ASSIGNMENT
From the entries that follow, copy each line in which "mask" appears.

DATASET EXTRACT
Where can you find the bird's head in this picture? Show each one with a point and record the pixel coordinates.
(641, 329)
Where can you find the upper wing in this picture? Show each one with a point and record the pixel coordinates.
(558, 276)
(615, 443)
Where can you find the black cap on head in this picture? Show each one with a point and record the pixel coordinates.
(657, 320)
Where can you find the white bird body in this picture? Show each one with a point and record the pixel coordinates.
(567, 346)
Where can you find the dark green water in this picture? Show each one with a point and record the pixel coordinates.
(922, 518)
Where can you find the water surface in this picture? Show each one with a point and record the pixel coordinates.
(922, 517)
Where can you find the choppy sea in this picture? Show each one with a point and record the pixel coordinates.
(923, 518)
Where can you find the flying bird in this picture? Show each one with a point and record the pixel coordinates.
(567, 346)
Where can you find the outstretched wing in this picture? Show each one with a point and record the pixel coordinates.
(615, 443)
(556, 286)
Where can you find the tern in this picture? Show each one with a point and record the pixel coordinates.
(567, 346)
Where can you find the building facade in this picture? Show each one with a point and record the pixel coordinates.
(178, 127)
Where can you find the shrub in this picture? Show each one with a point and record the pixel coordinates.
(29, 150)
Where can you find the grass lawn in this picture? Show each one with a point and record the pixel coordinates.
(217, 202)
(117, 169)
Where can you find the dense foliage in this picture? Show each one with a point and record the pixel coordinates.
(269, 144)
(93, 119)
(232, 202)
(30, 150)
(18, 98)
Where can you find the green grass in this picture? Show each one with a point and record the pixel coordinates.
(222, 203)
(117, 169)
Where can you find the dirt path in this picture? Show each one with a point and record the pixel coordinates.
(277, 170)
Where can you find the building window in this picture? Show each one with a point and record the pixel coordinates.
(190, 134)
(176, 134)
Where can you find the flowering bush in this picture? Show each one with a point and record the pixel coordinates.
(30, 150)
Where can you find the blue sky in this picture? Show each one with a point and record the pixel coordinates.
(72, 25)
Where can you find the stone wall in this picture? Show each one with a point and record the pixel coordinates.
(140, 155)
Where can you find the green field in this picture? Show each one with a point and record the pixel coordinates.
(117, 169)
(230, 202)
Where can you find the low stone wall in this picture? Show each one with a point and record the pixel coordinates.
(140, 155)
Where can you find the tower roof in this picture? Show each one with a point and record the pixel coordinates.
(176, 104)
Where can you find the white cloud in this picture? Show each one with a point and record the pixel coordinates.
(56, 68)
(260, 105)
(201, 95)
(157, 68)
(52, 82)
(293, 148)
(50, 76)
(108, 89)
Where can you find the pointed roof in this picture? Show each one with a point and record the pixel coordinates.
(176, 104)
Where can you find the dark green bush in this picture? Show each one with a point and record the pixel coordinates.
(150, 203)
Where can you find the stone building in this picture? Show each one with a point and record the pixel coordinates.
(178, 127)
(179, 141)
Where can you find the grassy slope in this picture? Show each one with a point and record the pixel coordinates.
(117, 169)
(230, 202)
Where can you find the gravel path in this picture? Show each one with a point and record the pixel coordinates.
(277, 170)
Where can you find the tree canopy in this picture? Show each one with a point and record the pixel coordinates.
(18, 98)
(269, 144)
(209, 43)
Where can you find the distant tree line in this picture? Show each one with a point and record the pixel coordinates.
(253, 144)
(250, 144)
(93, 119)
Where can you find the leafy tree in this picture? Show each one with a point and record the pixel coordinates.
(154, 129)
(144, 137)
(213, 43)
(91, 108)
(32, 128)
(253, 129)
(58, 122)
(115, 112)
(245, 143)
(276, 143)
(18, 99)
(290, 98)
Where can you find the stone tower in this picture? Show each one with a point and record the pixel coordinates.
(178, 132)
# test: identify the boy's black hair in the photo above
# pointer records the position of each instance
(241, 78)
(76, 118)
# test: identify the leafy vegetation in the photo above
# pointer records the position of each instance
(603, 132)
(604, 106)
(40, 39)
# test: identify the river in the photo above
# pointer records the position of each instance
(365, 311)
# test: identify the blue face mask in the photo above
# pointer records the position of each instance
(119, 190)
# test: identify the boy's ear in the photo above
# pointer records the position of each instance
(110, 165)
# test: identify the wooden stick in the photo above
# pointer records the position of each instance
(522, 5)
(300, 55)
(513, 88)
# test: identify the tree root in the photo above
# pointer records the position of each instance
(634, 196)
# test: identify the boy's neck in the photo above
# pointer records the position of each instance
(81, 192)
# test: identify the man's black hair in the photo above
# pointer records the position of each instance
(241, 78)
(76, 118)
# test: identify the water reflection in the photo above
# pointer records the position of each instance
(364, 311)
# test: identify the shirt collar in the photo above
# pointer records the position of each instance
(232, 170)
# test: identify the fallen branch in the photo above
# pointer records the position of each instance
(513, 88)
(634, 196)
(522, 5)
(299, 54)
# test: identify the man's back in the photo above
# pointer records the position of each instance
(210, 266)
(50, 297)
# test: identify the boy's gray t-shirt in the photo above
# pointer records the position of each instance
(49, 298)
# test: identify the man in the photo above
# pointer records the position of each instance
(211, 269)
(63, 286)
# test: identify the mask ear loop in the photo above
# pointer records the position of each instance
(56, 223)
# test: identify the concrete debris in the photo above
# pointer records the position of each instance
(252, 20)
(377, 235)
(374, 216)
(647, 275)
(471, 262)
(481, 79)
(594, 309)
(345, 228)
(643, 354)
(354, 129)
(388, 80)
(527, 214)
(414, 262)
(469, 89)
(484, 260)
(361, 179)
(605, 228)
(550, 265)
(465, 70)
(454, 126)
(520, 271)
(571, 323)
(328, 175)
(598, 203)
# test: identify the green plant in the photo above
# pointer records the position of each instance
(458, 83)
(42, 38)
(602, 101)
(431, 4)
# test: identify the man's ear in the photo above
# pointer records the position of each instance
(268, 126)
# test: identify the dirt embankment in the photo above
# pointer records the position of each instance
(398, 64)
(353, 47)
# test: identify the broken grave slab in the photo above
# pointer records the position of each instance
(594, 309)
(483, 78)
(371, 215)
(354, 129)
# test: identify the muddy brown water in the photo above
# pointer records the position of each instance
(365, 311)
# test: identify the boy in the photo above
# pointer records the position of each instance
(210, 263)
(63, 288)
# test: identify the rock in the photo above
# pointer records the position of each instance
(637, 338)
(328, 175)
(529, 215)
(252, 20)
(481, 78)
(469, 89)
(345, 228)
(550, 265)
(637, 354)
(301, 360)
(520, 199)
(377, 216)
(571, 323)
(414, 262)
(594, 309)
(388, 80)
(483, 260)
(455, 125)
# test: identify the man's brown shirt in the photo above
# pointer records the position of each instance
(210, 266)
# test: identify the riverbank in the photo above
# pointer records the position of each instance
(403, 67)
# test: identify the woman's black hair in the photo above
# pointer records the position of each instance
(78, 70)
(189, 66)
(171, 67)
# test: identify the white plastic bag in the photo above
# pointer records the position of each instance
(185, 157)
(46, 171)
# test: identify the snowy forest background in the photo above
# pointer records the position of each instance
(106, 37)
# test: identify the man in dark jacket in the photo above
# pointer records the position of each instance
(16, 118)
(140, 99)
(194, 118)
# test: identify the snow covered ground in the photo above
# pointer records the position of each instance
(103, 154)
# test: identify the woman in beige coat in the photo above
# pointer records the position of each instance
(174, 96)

OUTPUT OF THE EXERCISE
# test: identify the blue face mask in the photo above
# test: identify the mask ear loop in the photo above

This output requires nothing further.